Instruction 1 - Reproduce the stretch of the genre post from "Most readers have" through "I cared for.", keeping every word and mark unchanged.
Instruction 2 -
Using the genre post, answer these:
(a) Who got the writer started on the MYTH books?
(b) Which TV series does the writer tune in to every week?
(c) What makes the writer yawn?
[BEGIN Quoted text]
Most readers have their favorite genre, be it romance or mystery or sci fi or…whatever. But I think most of us have crossed the line at some point and found a book we absolutely love in a genre we never read. For example, I read a lot of non-fiction and mystery as a kid, but my father put me onto a fantasy series (the MYTH books by Robert Asprin). The writing was so amazing, and the stories so vivid and amusing that it led me to read other fantasy stories. None of which I cared for.

I’m in the midst of this phenomenon right now, but it’s as a TV viewer. True Blood. I’m not too keen on vampire stories, and Twilight makes me yawn. Yes, I know that’s sacrilege.  But it’s true – I’m just not that into vampires, sparkling or not. Shapeshiters? Meh. But True Blood? I am tuning in every week, just for the sheer talent of their writing staff, who can take Sookie and Bill and all their crazy buddies, put them in impossible situations, and still get them out of it believably. Well, believably for a world where there are vampires and shapeshifters, anyway. (There’s a new shapeshifter book coming out soon, by the way, that has maybe just changed my mind about shapeshifting books, but I digress.)
[END Quoted text]
[BEGIN Information given]
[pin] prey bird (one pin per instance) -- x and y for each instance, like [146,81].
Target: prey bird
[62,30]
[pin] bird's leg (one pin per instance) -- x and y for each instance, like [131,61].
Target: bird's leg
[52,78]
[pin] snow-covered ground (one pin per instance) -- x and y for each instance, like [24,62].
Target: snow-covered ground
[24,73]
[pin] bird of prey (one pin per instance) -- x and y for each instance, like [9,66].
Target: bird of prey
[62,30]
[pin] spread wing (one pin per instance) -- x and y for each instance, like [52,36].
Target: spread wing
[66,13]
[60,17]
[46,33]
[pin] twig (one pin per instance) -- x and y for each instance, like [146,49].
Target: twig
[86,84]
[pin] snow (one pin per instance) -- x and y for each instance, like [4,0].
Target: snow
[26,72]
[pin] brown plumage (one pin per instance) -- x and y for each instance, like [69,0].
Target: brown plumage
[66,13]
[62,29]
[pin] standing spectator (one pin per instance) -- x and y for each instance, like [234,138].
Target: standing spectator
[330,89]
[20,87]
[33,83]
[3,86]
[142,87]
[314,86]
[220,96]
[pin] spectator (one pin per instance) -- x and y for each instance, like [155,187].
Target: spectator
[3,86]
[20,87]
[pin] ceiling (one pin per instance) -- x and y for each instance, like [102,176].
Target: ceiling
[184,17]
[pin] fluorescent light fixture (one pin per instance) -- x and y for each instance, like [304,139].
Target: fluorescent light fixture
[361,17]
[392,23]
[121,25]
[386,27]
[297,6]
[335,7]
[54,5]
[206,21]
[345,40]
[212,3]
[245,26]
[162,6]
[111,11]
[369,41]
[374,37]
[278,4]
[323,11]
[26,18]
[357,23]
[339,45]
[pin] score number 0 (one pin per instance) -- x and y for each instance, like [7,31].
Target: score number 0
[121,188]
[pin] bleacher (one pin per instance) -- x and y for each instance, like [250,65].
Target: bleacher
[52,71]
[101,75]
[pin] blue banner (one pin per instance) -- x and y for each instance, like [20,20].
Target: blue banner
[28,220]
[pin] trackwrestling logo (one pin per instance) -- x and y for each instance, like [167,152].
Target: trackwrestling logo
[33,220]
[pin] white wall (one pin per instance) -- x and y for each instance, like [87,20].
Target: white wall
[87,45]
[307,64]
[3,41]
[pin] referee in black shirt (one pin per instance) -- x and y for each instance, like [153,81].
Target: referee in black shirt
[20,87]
[END Information given]
Final result 1 -
Most readers have their favorite genre, be it romance or mystery or sci fi or…whatever. But I think most of us have crossed the line at some point and found a book we absolutely love in a genre we never read. For example, I read a lot of non-fiction and mystery as a kid, but my father put me onto a fantasy series (the MYTH books by Robert Asprin). The writing was so amazing, and the stories so vivid and amusing that it led me to read other fantasy stories. None of which I cared for.

Final result 2 -
(a) The writer's father
(b) True Blood
(c) Twilight